*Exercise brief*
Turn the listing below into a JSON list of strings, one string per line, leaving out any blank lines.

*Data for this exercise*

..............................

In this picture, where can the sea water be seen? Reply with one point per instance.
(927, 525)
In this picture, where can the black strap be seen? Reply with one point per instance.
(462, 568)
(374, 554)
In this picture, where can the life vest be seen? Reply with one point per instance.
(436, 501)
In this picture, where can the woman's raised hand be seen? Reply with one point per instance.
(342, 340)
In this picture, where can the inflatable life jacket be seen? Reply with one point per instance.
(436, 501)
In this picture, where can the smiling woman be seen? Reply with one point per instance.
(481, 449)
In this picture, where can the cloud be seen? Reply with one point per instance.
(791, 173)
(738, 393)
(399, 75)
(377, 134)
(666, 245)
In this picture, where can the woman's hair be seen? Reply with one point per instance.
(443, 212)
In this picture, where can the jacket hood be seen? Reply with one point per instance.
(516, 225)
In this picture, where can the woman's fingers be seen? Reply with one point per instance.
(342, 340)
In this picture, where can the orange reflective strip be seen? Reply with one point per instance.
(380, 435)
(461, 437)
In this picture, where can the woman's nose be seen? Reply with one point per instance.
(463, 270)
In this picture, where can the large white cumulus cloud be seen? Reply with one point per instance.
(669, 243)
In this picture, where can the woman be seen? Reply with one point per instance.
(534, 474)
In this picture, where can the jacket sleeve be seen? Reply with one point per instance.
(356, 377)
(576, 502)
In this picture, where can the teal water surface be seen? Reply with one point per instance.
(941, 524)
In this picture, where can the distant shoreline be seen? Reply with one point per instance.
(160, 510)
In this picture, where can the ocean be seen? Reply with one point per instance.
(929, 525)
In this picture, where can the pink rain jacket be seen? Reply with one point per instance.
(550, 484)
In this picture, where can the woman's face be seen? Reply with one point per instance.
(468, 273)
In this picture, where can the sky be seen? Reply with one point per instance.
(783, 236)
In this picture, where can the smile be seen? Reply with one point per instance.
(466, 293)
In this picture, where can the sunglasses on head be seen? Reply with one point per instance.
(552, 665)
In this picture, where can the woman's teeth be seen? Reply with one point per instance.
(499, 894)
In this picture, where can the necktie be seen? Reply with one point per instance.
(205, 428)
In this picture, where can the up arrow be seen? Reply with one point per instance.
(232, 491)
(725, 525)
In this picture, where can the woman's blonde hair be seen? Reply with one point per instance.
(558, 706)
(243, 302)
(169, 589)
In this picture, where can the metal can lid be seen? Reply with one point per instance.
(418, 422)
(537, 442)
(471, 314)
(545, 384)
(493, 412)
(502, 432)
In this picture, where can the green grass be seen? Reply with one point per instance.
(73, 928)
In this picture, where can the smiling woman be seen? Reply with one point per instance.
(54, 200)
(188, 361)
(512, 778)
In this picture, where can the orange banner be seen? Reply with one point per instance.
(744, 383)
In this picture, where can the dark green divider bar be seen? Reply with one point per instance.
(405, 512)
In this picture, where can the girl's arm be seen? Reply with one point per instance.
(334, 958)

..............................

*Exercise result*
[
  "In this picture, where can the sea water be seen? Reply with one point per instance.",
  "(927, 525)",
  "In this picture, where can the black strap be seen? Reply with one point per instance.",
  "(462, 568)",
  "(374, 554)",
  "In this picture, where can the life vest be seen? Reply with one point per instance.",
  "(436, 501)",
  "In this picture, where can the woman's raised hand be seen? Reply with one point per instance.",
  "(342, 340)",
  "In this picture, where can the inflatable life jacket be seen? Reply with one point per instance.",
  "(436, 501)",
  "In this picture, where can the smiling woman be seen? Reply with one point per instance.",
  "(481, 449)",
  "In this picture, where can the cloud be seen? Reply with one point per instance.",
  "(791, 173)",
  "(738, 393)",
  "(399, 75)",
  "(377, 134)",
  "(666, 245)",
  "In this picture, where can the woman's hair be seen? Reply with one point per instance.",
  "(443, 212)",
  "In this picture, where can the jacket hood be seen? Reply with one point per instance.",
  "(516, 225)",
  "In this picture, where can the woman's fingers be seen? Reply with one point per instance.",
  "(342, 340)",
  "In this picture, where can the orange reflective strip be seen? Reply with one point per instance.",
  "(380, 435)",
  "(461, 437)",
  "In this picture, where can the woman's nose be seen? Reply with one point per instance.",
  "(463, 270)",
  "In this picture, where can the large white cumulus cloud be seen? Reply with one point per instance.",
  "(669, 243)",
  "In this picture, where can the woman be seen? Reply with one point per instance.",
  "(534, 474)",
  "In this picture, where can the jacket sleeve be seen? Reply with one point per instance.",
  "(356, 377)",
  "(576, 502)",
  "In this picture, where can the teal water surface be seen? Reply with one point per instance.",
  "(941, 524)",
  "In this picture, where can the distant shoreline be seen? Reply with one point per instance.",
  "(160, 510)",
  "In this picture, where can the ocean be seen? Reply with one point per instance.",
  "(929, 525)",
  "In this picture, where can the pink rain jacket be seen? Reply with one point per instance.",
  "(550, 484)",
  "In this picture, where can the woman's face be seen? Reply with one point per instance.",
  "(468, 273)",
  "In this picture, where can the sky be seen? Reply with one point per instance.",
  "(783, 236)",
  "In this picture, where can the smile be seen? Reply with one point per instance.",
  "(466, 293)",
  "In this picture, where can the sunglasses on head be seen? Reply with one point per instance.",
  "(552, 665)",
  "In this picture, where can the woman's teeth be seen? Reply with one point per instance.",
  "(499, 894)",
  "In this picture, where can the necktie be seen? Reply with one point per instance.",
  "(205, 428)",
  "In this picture, where can the up arrow be seen? Reply with one point per instance.",
  "(232, 491)",
  "(725, 525)",
  "In this picture, where can the woman's blonde hair be seen? Reply with one point per instance.",
  "(558, 706)",
  "(243, 302)",
  "(169, 589)",
  "In this picture, where can the metal can lid be seen? Reply with one point per instance.",
  "(418, 422)",
  "(537, 442)",
  "(471, 314)",
  "(545, 384)",
  "(493, 412)",
  "(502, 432)",
  "In this picture, where can the green grass be seen? Reply with one point per instance.",
  "(73, 928)",
  "In this picture, where can the smiling woman be seen? Reply with one point per instance.",
  "(54, 200)",
  "(188, 361)",
  "(512, 778)",
  "In this picture, where can the orange banner be seen? Reply with one point per instance.",
  "(744, 383)",
  "In this picture, where can the dark green divider bar be seen? Reply with one point per instance.",
  "(405, 512)",
  "In this picture, where can the girl's arm be seen? Reply with one point per instance.",
  "(334, 958)"
]